Exercise goal
Copy out exactly the lines below that run from the one holding "<point>167,62</point>" to the one holding "<point>113,14</point>", keeping both of those lines and no others.

(Dataset excerpts)

--- --- ---

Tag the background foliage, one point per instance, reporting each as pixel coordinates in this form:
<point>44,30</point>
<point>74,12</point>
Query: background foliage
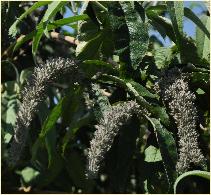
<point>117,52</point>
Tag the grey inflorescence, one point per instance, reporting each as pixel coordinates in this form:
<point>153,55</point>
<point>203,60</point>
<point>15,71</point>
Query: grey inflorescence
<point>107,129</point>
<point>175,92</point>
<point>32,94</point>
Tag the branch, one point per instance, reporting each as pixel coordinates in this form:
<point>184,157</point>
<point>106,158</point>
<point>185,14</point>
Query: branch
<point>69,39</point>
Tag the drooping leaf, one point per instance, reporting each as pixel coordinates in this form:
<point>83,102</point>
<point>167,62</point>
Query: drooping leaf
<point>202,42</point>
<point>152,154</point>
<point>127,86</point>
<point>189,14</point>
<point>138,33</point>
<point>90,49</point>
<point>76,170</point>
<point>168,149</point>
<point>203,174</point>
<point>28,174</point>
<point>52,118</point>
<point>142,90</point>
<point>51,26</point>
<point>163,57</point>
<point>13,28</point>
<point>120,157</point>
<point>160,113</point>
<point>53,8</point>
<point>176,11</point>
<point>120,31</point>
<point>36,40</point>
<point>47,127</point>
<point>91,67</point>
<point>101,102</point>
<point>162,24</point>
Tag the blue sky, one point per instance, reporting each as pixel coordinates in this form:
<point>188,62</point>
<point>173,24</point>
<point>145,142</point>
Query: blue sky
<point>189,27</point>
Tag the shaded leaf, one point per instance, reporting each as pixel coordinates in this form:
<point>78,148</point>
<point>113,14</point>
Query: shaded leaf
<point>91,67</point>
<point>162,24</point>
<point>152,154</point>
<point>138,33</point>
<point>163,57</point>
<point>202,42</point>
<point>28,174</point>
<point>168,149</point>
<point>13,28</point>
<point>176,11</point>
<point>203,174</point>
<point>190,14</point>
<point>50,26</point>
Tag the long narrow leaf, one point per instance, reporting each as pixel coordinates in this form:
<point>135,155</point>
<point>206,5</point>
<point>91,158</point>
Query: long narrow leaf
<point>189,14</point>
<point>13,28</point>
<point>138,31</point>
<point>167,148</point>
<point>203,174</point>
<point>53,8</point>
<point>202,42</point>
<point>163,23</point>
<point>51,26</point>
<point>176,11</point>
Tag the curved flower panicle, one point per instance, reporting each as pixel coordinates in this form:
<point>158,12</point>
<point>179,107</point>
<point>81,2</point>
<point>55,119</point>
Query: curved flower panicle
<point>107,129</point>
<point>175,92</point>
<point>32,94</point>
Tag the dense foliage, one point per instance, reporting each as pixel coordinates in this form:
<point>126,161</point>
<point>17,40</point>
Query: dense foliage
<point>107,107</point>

--- --- ---

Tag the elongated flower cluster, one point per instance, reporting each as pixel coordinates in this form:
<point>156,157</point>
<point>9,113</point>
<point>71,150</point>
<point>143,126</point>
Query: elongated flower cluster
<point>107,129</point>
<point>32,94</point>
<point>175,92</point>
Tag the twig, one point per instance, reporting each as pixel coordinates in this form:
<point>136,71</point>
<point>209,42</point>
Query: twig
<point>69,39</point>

--- --- ---

Response to this exercise
<point>167,62</point>
Query: drooping leaf
<point>202,42</point>
<point>152,154</point>
<point>127,86</point>
<point>189,14</point>
<point>138,33</point>
<point>90,49</point>
<point>76,170</point>
<point>168,149</point>
<point>203,174</point>
<point>28,174</point>
<point>52,118</point>
<point>142,90</point>
<point>51,26</point>
<point>163,57</point>
<point>13,28</point>
<point>120,157</point>
<point>160,113</point>
<point>53,8</point>
<point>176,11</point>
<point>120,31</point>
<point>36,40</point>
<point>47,127</point>
<point>91,67</point>
<point>101,102</point>
<point>162,24</point>
Tag the blue sky, one point per instance, reporting each as pixel coordinates in this form:
<point>188,62</point>
<point>173,24</point>
<point>145,142</point>
Query: blue sky
<point>189,27</point>
Tag the shaded leaf, one point per instance, reporting each as pixel coordinates in this form:
<point>78,148</point>
<point>113,14</point>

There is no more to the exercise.